Each line below should be quoted exactly, please.

======

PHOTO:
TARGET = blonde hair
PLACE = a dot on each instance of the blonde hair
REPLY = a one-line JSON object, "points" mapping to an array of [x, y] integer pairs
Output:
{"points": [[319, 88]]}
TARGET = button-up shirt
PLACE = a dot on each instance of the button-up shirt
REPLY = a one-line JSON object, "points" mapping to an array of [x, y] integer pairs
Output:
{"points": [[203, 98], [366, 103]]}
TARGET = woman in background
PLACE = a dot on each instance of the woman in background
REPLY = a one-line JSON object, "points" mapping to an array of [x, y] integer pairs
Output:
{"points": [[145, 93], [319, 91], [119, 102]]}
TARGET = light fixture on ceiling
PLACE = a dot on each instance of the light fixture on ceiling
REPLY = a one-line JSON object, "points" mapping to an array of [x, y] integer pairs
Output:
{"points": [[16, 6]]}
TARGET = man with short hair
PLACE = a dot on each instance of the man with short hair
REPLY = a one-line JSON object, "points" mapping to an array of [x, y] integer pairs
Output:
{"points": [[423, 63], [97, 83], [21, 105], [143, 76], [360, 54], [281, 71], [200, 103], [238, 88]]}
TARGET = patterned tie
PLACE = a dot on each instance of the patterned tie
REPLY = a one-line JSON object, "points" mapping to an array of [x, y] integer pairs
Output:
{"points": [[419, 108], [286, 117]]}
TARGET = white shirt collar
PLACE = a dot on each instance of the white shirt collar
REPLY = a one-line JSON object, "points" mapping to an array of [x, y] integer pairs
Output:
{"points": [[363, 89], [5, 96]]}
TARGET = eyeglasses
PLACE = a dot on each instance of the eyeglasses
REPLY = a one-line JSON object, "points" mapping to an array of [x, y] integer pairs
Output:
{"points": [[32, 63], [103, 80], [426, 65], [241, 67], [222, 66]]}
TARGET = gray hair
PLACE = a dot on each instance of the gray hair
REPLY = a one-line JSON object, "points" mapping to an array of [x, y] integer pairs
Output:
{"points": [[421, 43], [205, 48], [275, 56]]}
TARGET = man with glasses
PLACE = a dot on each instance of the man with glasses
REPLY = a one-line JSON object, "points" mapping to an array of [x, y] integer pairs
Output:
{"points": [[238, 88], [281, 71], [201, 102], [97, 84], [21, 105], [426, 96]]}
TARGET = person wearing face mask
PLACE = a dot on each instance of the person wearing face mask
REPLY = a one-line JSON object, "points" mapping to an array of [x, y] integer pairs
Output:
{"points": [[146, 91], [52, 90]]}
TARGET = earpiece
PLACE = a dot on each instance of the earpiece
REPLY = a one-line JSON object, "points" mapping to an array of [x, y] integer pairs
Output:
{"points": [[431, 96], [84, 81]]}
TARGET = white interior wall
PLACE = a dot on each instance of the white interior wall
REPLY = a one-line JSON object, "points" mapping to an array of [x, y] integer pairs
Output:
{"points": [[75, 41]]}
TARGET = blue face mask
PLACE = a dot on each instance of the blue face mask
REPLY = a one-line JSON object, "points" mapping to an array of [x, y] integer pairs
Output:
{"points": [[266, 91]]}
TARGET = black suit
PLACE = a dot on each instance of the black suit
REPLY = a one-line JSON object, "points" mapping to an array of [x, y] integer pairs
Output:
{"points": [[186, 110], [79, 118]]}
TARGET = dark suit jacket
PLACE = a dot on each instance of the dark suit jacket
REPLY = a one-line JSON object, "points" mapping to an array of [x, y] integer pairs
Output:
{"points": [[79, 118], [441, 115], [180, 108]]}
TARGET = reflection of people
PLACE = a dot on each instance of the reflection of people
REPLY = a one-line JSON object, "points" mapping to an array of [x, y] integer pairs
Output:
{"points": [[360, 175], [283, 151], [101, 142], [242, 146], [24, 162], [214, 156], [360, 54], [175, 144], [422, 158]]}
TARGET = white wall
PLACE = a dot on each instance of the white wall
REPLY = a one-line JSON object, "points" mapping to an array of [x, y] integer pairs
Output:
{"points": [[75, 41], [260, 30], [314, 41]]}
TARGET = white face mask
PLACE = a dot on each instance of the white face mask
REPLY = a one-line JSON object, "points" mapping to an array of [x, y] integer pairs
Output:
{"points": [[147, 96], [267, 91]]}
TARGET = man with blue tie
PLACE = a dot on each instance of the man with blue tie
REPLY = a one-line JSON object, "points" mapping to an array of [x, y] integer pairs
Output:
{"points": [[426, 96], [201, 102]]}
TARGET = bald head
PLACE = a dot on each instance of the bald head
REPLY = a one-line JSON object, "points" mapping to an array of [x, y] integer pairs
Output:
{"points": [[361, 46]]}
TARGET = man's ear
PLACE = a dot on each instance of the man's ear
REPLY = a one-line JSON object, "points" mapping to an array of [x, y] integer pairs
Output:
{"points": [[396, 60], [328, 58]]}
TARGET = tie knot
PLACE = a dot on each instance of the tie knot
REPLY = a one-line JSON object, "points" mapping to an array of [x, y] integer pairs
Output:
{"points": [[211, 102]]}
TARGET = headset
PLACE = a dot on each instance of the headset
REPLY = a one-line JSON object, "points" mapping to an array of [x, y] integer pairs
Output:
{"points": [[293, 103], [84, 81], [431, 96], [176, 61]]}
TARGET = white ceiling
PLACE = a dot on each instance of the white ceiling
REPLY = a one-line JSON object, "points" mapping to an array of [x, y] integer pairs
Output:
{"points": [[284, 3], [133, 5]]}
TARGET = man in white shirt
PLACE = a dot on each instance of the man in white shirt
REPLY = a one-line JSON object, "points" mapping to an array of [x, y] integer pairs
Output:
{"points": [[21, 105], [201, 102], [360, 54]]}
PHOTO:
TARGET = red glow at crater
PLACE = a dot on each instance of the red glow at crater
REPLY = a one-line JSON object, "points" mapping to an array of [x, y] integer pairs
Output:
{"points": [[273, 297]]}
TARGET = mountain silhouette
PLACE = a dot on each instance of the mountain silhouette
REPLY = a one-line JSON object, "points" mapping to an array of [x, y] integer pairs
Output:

======

*TASK ANSWER*.
PHOTO:
TARGET = blonde hair
PLACE = a dot on each instance of the blonde hair
REPLY = a one-line JSON object, "points" mapping to an array of [x, y] integer pairs
Output:
{"points": [[319, 88]]}
TARGET = button-up shirt
PLACE = a dot on each instance of the button-up shirt
REPLY = a one-line JSON object, "points" mapping to an array of [x, y] integer pairs
Output:
{"points": [[203, 98], [366, 103]]}
TARGET = woman in background
PLACE = a dot on each instance of the woman in background
REPLY = a one-line JSON object, "points" mapping to an array of [x, y] integer pairs
Output:
{"points": [[145, 93], [319, 91], [119, 102]]}
TARGET = light fixture on ceiling
PLACE = a dot on each instance of the light fixture on ceiling
REPLY = a one-line JSON object, "points" mapping to an array of [x, y] integer pairs
Output:
{"points": [[16, 6]]}
TARGET = man with short hair
PLACE = a dot on each instance of the man with short hair
REPLY = a one-line JSON object, "points" mapping to an array of [x, y] integer pairs
Output:
{"points": [[423, 63], [97, 83], [21, 105], [143, 76], [360, 54], [281, 71], [200, 103], [238, 88]]}
TARGET = patterned tie
PLACE = a dot on each instance of the patterned tie
REPLY = a one-line JSON object, "points" mapping to an array of [x, y] integer pairs
Output:
{"points": [[419, 108], [286, 117]]}
TARGET = white shirt collar
PLACE = a dot on each instance of the white shirt collar
REPLY = a one-line JSON object, "points" mapping to an array of [x, y] integer pairs
Output:
{"points": [[363, 89], [5, 96]]}
TARGET = eyeglasses
PLACE = a dot on each instance of the eyeglasses
REPLY = a one-line JSON object, "points" mapping to an array of [x, y] integer pairs
Output:
{"points": [[32, 63], [103, 80], [426, 65], [241, 67], [222, 66]]}
TARGET = gray hair
PLACE = a dot on each instance of the gray hair
REPLY = a one-line JSON object, "points" mapping to an array of [x, y] integer pairs
Output:
{"points": [[421, 43], [205, 48], [275, 56]]}
TARGET = man with glasses
PLACE = a dot on each instance of the man with glasses
REPLY = a one-line JSON object, "points" mapping to an array of [x, y] integer pairs
Output:
{"points": [[238, 88], [281, 71], [201, 102], [97, 84], [21, 105], [426, 96]]}
TARGET = person wearing face mask
PLACE = a dot on each instance of the person wearing face mask
REPLY = a one-line JSON object, "points" mapping to an array of [x, y] integer pairs
Output:
{"points": [[146, 91], [52, 90]]}
TARGET = earpiece
PLACE = a dot on each instance of the earpiece
REPLY = a one-line JSON object, "points" mapping to an array of [x, y] integer pairs
Output:
{"points": [[431, 96], [84, 81]]}
TARGET = white interior wall
PLACE = a dot on each instance of the white interior wall
REPLY = a one-line JSON object, "points" mapping to an array of [x, y] integer pairs
Output:
{"points": [[75, 41]]}
TARGET = blue face mask
PLACE = a dot on each instance of the blue face mask
REPLY = a one-line JSON object, "points" mapping to an array of [x, y] integer pairs
Output:
{"points": [[266, 91]]}
TARGET = black suit
PLACE = a dot on each instance of the black suit
REPLY = a one-line JSON object, "points" mapping to an array of [x, y] integer pairs
Output:
{"points": [[186, 110], [79, 118]]}
TARGET = dark suit jacket
PLACE = a dot on each instance of the dark suit jacket
REPLY = a one-line JSON object, "points" mapping to an array of [x, y] integer pairs
Output:
{"points": [[79, 118], [441, 115], [180, 108]]}
TARGET = reflection of people
PLACE = a dot on each instance of the reflection of people
REPLY = a one-line JSON object, "points" mapping to an array of [x, y] integer pairs
Output:
{"points": [[360, 175], [283, 151], [101, 142], [242, 146], [24, 162], [214, 156], [360, 54], [175, 144], [422, 158]]}
TARGET = white wall
PLACE = a dot on each instance of the white wall
REPLY = a one-line JSON object, "points" mapping to an array of [x, y] integer pairs
Output:
{"points": [[75, 41], [260, 30], [314, 41]]}
TARGET = white face mask
PLACE = a dot on each instance of the white face mask
REPLY = a one-line JSON object, "points" mapping to an array of [x, y] integer pairs
Output:
{"points": [[147, 96], [267, 91]]}
TARGET = man with blue tie
PLACE = a dot on each instance of the man with blue tie
REPLY = a one-line JSON object, "points" mapping to an array of [x, y] integer pairs
Output:
{"points": [[426, 96], [201, 102]]}
TARGET = bald head
PLACE = a dot on each instance of the bald head
REPLY = a one-line JSON object, "points" mapping to an array of [x, y] integer pairs
Output:
{"points": [[361, 46]]}
TARGET = man's ear
PLACE = a dot on each instance of the man's ear
REPLY = a one-line JSON object, "points" mapping to an array of [x, y] integer pairs
Output:
{"points": [[396, 60], [328, 58]]}
TARGET = tie knot
PLACE = a dot on each instance of the tie knot
REPLY = a one-line JSON object, "points" mapping to an array of [x, y] integer pairs
Output:
{"points": [[211, 102]]}
TARGET = headset
PLACE = a dot on each instance of the headset
REPLY = a one-line JSON object, "points" mapping to an array of [x, y] integer pairs
Output:
{"points": [[293, 103], [84, 81], [431, 96], [176, 61]]}
TARGET = white ceiling
PLACE = a dot on each instance of the white ceiling
REPLY = a one-line JSON object, "points" mapping to an array of [x, y] integer pairs
Output:
{"points": [[284, 3], [133, 5]]}
TARGET = man in white shirt
PLACE = a dot on each instance of the man in white shirt
REPLY = a one-line JSON object, "points" mapping to an array of [x, y] integer pairs
Output:
{"points": [[21, 105], [201, 102], [360, 54]]}
PHOTO:
TARGET = red glow at crater
PLACE = a dot on each instance of the red glow at crater
REPLY = a one-line JSON object, "points" mapping to an array of [x, y] integer pairs
Output:
{"points": [[273, 297]]}
TARGET = mountain silhouette
PLACE = a dot on each instance of the mountain silhouette
REPLY = a one-line JSON object, "points" mapping to an array of [x, y] integer pairs
Output:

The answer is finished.